* Request:
Swap "Locate" for "Find" everywhere in the data below and reproduce every line otherwise unchanged. Leave the pictures out of your answer.
___ Information shown
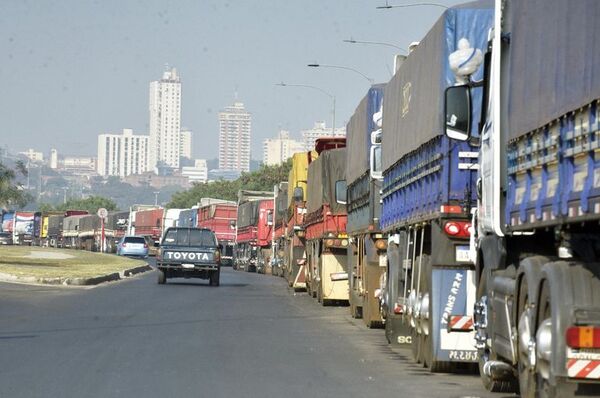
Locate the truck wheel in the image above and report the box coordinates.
[477,268,518,393]
[537,283,560,398]
[517,278,536,398]
[208,271,221,286]
[158,270,167,285]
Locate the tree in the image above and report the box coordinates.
[0,161,31,207]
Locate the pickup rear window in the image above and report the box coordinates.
[163,228,217,246]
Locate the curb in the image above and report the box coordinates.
[0,264,152,286]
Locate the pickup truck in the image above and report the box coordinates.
[156,227,221,286]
______
* Written response:
Find the truck wheel in the image above and report the box coordinates.
[477,268,518,393]
[537,283,560,398]
[517,278,536,398]
[208,271,221,286]
[158,270,167,285]
Find the tree in the image above and report the box coordinates.
[0,161,31,207]
Find the pickup rear window in the image above and report the box coordinates.
[163,228,217,246]
Find the curb in the image above and report the box coordinates.
[0,264,152,286]
Find the pickup truck in the image above and report the box coordinates.
[156,227,221,286]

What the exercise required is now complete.